Task to complete — Please extract every line of the data below that contains the word "emblem".

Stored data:
** begin **
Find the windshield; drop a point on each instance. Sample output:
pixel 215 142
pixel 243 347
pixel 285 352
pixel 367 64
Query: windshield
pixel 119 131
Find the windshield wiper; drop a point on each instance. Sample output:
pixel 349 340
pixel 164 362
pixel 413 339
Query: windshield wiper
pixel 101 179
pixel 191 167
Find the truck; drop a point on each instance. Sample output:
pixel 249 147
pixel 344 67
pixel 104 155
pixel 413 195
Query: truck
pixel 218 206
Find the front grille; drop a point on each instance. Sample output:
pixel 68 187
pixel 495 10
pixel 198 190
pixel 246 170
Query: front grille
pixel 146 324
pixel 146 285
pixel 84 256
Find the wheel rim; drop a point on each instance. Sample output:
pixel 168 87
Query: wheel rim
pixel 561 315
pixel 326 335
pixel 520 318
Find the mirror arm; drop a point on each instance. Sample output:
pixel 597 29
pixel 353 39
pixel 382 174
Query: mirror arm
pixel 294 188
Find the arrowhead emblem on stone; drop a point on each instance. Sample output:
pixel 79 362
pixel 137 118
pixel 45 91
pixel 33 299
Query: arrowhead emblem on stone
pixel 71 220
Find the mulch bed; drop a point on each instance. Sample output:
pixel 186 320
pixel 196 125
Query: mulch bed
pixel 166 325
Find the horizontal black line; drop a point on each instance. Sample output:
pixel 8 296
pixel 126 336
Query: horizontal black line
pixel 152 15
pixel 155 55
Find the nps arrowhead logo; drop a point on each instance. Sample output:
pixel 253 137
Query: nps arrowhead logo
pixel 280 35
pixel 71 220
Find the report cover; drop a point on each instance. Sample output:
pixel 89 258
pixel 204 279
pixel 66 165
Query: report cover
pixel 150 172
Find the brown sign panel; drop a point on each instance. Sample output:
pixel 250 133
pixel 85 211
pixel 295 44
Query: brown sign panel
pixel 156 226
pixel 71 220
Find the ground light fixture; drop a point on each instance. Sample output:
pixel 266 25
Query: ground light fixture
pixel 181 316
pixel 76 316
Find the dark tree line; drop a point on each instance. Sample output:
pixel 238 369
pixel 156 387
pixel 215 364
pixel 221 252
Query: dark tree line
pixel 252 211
** end **
** begin **
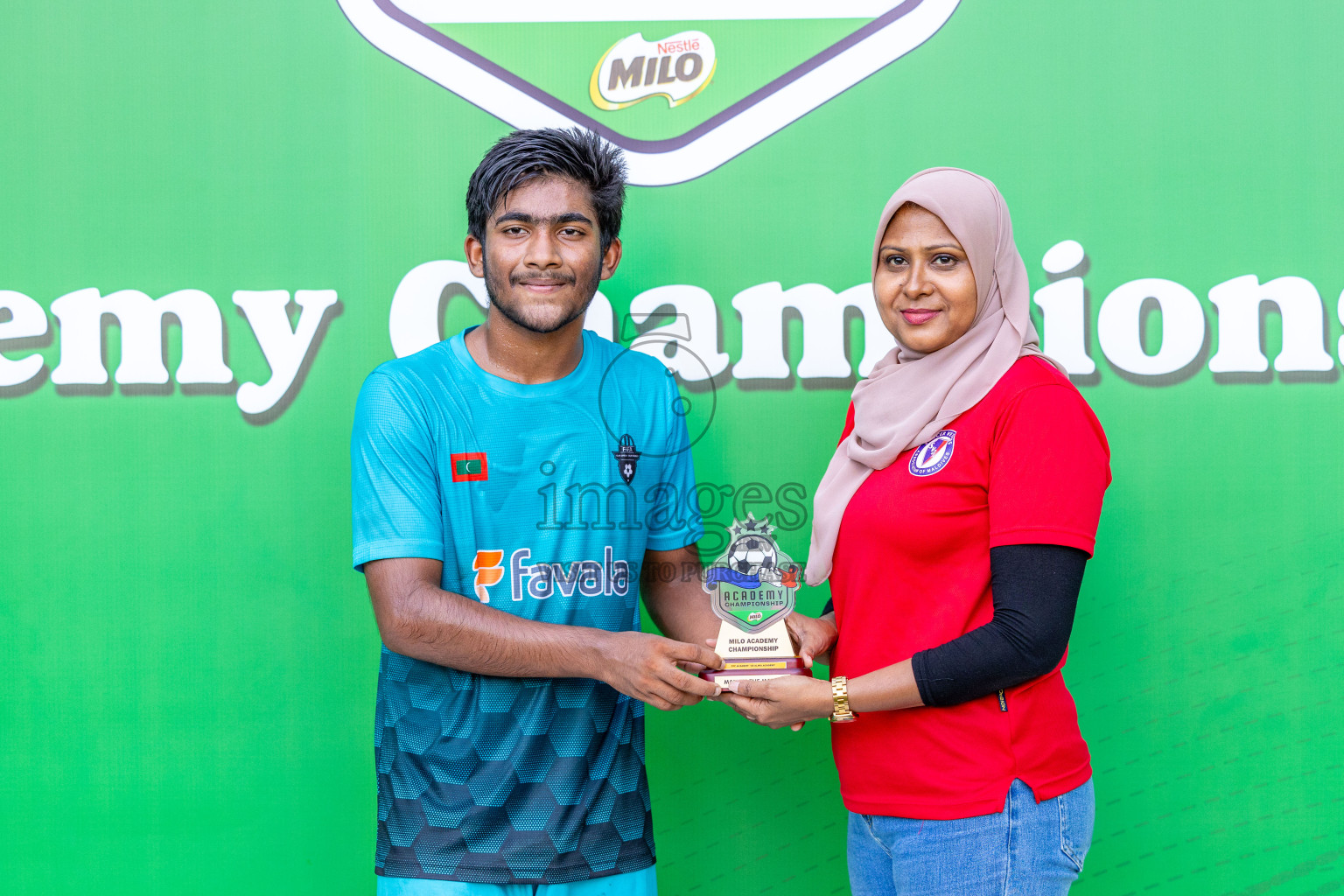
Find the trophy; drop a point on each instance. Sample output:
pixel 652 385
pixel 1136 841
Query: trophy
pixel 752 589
** end **
Response —
Find the arrowhead emblem on stone; drop a point on each instance. Sample output:
Query: arrowhead emblem on stone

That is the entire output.